Directives:
1. In the article on Chinese subsidies, what share of industrial output do Chinese industrial subsidies from central and provincial governments exceed?
2. Say whether each statement agrees with the article on Chinese subsidies, and answer yes or no with the deciding words quoted from it. (a) The Evergreen Solar executive moved production from Boston to Wuhan. (b) The executive said China's hidden advantage lay in cheap labor. (c) Evergreen Solar was then the largest U.S. solar manufacturer.
3. Write the next part of the article on Chinese subsidies, picking up after its final sentence.

------ Source extract

The Hidden Advantage (and Disadvantage) of Chinese Subsidies
Will Chinese subsidies end up killing China’s competition?
- How did China manage to move from bit player to the largest manufacturer and the largest exporter in the world?
- The sudden production shift to China is among the most important economic changes since the 18th century.
- China’s small firms using old technologies without economies of scale constitute the bulk of industrial producers.
- Chinese industrial subsidies from central and provincial governments exceed 30% of industrial output.
- The West imagines uniformity, but Chinese firms and levels of government all have differing market visions.
- The Chinese state has willingly paid the price of economic inefficiency to meet political, social and economic goals.
- Thanks to subsidies, China managed to shift quickly from its base of labor-intensive to capital-intensive industries.
- Chinese subsidies make recipient companies’ competitive, while increasing uncertainty in global markets.
Delegates arrived at the Great Hall of the People to attend sessions of National People’s Congress and Chinese People’s Political Consultative Conference in Beijing, China, on Tuesday, March 4, 2014.
Reform advocates are looking to this week’s meeting of China’s ceremonial legislature, the National People’s Congress, for signs the ruling party is ready to tackle more ambitious and politically thorny changes.
“China provides easy access to capital and the United States does not.” That’s essentially how an executive of Evergreen Solar, then the third-largest U.S. solar manufacturer, highlighted his reasons for moving production from Boston to Wuhan in
2011. He banked the move to China on the promise of the provincial government’s support.
The hidden advantage of China, he elaborated, lay in abundant government subsidies, not in cheap labor. And indeed, labor costs are only a tiny factor in the capital-intensive solar-panel sector in which he worked.

------------
------ Stored records

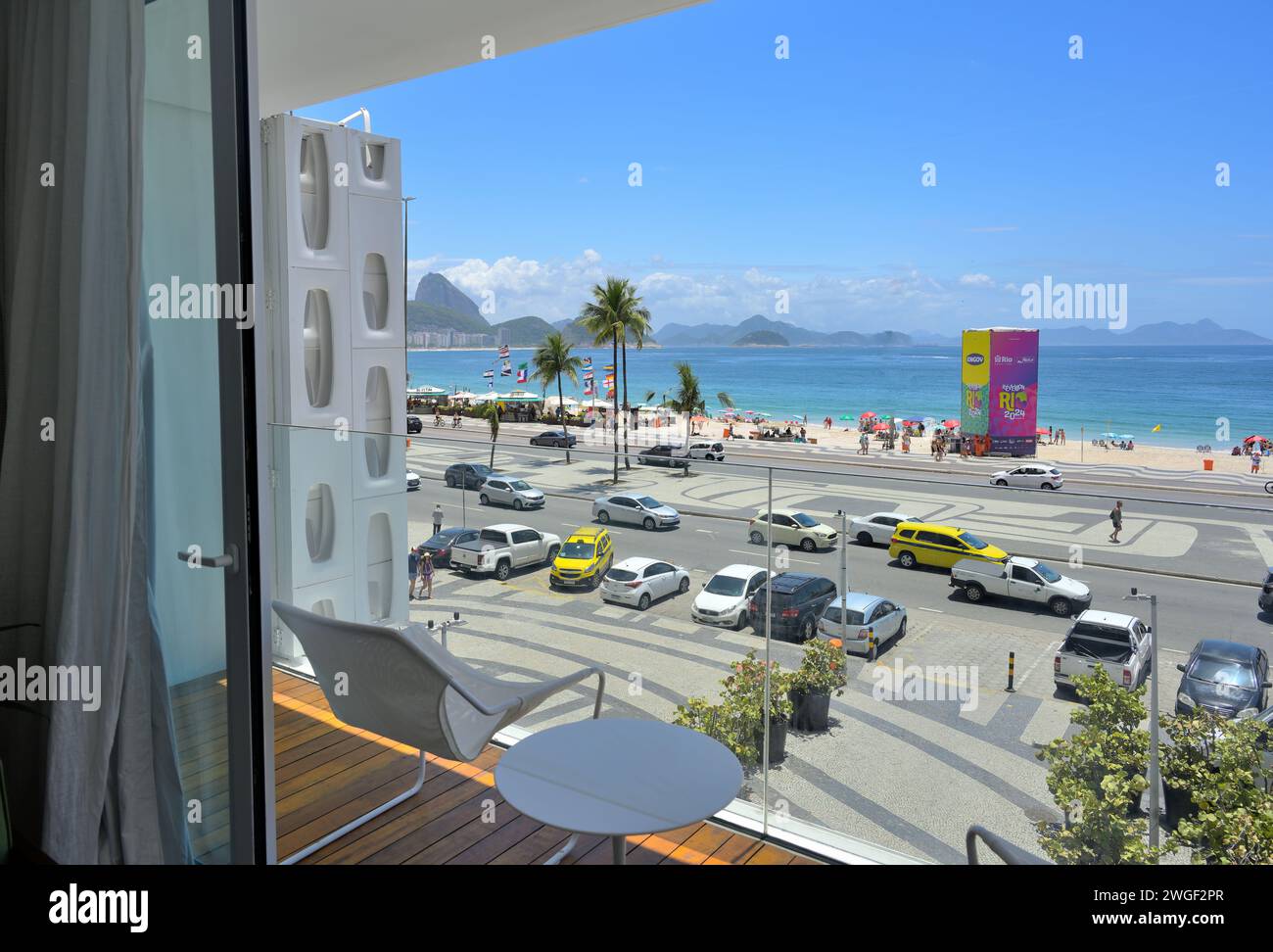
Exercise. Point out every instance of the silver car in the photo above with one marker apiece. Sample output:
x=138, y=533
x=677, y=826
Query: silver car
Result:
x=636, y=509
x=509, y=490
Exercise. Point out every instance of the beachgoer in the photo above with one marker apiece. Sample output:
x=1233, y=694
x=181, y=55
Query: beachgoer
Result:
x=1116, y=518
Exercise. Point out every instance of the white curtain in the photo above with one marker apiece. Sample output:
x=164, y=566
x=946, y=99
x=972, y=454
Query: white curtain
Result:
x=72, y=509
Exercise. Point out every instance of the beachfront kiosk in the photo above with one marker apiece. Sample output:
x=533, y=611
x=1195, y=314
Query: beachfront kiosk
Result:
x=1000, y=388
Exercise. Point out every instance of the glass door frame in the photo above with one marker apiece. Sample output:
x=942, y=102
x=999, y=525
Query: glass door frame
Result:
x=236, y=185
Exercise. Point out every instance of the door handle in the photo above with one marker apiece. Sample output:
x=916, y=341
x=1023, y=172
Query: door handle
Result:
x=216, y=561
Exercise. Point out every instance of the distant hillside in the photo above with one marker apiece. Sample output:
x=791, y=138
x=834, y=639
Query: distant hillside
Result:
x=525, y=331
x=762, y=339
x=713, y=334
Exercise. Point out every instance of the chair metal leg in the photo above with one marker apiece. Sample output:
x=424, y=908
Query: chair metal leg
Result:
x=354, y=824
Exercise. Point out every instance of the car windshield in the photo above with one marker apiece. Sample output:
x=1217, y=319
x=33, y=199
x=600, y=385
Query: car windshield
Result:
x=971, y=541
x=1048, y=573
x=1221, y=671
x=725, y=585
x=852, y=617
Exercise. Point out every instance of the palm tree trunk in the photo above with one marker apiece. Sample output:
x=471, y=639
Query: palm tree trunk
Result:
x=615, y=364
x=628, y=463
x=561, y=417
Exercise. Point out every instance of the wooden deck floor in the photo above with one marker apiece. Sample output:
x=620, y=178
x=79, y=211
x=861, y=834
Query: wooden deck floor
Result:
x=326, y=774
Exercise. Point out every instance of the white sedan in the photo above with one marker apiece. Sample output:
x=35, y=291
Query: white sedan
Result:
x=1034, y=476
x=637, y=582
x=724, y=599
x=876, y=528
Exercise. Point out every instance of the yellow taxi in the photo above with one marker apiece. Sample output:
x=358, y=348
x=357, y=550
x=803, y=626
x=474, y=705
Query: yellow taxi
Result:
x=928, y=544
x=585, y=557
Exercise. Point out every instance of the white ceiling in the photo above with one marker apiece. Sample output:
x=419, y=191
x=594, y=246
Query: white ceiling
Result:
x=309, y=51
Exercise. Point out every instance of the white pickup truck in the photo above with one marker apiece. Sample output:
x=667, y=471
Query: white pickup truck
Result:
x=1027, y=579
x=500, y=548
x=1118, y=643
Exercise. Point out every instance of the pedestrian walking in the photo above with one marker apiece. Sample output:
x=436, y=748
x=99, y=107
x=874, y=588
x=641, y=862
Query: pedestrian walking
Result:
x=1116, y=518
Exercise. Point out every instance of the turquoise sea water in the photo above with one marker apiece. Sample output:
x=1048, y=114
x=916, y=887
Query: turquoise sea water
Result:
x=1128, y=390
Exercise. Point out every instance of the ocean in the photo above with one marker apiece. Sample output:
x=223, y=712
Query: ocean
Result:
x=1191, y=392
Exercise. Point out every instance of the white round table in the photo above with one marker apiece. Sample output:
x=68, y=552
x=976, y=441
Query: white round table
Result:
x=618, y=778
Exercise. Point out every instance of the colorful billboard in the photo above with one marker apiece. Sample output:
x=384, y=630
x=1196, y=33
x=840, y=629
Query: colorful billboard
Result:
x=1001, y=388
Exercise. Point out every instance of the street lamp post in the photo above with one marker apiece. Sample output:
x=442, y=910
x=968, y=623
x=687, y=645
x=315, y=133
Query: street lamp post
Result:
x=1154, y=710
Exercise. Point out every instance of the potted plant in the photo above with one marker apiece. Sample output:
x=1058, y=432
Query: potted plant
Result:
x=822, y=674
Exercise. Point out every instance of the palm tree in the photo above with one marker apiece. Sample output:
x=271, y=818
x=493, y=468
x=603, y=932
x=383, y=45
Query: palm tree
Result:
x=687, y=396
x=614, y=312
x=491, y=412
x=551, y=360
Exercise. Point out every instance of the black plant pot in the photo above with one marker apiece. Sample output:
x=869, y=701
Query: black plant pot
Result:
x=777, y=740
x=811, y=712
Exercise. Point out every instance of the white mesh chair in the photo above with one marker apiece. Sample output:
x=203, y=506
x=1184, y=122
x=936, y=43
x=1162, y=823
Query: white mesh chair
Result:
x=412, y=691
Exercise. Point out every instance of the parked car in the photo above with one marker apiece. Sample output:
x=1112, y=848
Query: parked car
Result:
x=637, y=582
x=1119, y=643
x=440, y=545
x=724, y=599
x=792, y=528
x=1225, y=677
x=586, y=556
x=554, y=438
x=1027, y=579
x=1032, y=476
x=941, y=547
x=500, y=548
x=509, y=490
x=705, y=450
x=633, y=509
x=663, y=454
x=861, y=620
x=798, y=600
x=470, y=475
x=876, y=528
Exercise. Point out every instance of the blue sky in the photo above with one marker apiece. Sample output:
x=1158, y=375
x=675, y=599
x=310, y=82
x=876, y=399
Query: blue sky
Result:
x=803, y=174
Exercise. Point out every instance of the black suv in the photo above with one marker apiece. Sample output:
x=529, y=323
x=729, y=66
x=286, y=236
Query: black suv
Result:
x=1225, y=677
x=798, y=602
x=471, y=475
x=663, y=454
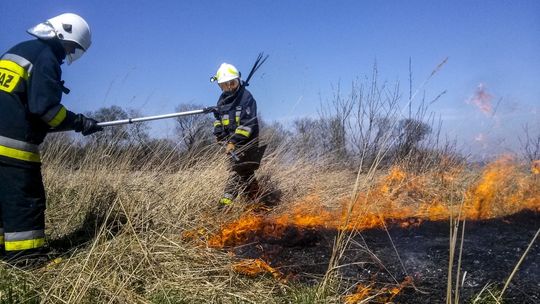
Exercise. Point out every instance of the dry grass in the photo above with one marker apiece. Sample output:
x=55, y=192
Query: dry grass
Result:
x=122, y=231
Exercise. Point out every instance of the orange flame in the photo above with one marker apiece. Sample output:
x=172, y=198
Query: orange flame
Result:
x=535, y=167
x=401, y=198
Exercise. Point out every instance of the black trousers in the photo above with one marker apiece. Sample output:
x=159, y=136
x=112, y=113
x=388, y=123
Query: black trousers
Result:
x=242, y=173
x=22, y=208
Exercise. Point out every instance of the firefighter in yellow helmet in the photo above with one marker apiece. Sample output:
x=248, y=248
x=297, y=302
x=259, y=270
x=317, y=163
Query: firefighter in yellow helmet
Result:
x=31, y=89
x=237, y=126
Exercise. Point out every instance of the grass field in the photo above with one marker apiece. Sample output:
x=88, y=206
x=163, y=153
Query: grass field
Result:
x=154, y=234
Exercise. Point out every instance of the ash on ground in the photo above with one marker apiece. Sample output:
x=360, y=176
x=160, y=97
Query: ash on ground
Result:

------------
------ Stored records

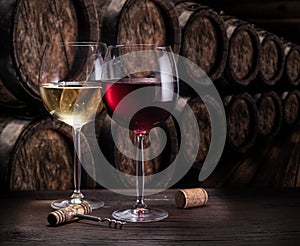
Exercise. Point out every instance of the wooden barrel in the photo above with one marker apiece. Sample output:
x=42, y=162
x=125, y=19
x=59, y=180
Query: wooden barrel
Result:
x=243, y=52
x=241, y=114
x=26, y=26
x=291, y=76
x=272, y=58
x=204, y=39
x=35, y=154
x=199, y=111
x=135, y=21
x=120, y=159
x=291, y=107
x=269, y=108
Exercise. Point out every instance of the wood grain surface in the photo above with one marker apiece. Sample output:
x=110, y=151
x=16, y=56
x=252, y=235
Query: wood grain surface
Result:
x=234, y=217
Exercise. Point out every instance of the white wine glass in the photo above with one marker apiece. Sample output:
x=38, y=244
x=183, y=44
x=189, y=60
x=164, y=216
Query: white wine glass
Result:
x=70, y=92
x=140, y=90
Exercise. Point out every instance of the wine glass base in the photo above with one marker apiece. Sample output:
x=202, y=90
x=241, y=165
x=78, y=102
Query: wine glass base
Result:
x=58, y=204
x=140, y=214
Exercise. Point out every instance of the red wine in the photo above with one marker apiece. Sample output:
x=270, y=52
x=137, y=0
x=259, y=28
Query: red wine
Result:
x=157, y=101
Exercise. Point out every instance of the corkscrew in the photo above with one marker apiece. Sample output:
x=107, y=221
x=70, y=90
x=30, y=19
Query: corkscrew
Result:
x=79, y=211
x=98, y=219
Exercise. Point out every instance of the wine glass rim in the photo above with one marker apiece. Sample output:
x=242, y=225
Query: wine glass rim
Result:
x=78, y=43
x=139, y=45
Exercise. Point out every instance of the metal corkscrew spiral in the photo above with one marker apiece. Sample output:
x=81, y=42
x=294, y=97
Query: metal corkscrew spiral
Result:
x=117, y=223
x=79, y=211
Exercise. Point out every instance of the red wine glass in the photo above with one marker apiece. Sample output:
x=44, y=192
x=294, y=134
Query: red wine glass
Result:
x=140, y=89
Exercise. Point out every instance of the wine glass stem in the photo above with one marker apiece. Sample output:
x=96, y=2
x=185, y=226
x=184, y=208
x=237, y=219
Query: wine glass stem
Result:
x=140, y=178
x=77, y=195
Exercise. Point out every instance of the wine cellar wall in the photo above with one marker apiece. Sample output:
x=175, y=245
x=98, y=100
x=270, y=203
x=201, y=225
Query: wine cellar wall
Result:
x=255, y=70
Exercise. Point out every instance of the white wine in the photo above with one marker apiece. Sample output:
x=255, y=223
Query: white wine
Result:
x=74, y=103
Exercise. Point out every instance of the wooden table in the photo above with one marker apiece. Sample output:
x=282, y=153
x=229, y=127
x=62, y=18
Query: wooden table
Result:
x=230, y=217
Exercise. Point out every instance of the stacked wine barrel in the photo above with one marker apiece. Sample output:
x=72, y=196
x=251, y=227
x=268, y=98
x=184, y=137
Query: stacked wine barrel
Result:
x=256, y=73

------------

Task results:
1. They exceed 30% of industrial output.

2.
(a) Yes: "moving production from Boston to Wuhan"
(b) No: "lay in abundant government subsidies, not in cheap labor"
(c) No: "then the third-largest U.S. solar manufacturer"

3.
Between 2008 and 2014, China’s solar industry grew tenfold. It now accounts for about 80% of the world’s production capacity. This dramatic shift occurred on the back of massive subsidies — such as loans that never had to be repaid, discounted energy, raw materials and land.
Simultaneously, a steadily increasing supply of Chinese solar panels propelled worldwide prices downward by 75%. That, in turn, causes firms’ bankruptcies and factory shutdowns in the United States and European Union.
The subsidized leap forward
For the past six years, we have sifted through murky statistics to explore one storyline – albeit a telltale one: How does China manage to move over the space of just a couple of years, in one capital-intensive industry after another and with insignificant labor-cost advantage, from bit player and net importer to the largest manufacturer and the largest exporter in the world?
Along that road, we witnessed how many industrialized countries became primarily exporters of commodities and, in effect, merely scrap, to fuel China’s expansion. As with solar panels, China’s scale of production also resulted in companies’ anointing mature technologies as dominant, thereby hindering future technological development in these industries.
As we saw, the hidden advantages of Chinese subsidies came with associated disadvantages for efficient producers worldwide, for analysts who could not ascertain the true worth of
companies’ operations, and for consumers who unwittingly forfeited the advantages of technological innovation.
But this is not another story of Chinese triumph, in which the rest of the world is victimized while China stands tall. In fact, China is also a victim in this process – only this time it is self- inflicted.
A global chess game
The widespread effects of the sudden shifts of production to China on national competitive advantage are among the most important, yet underexplored economic changes since the 18th century.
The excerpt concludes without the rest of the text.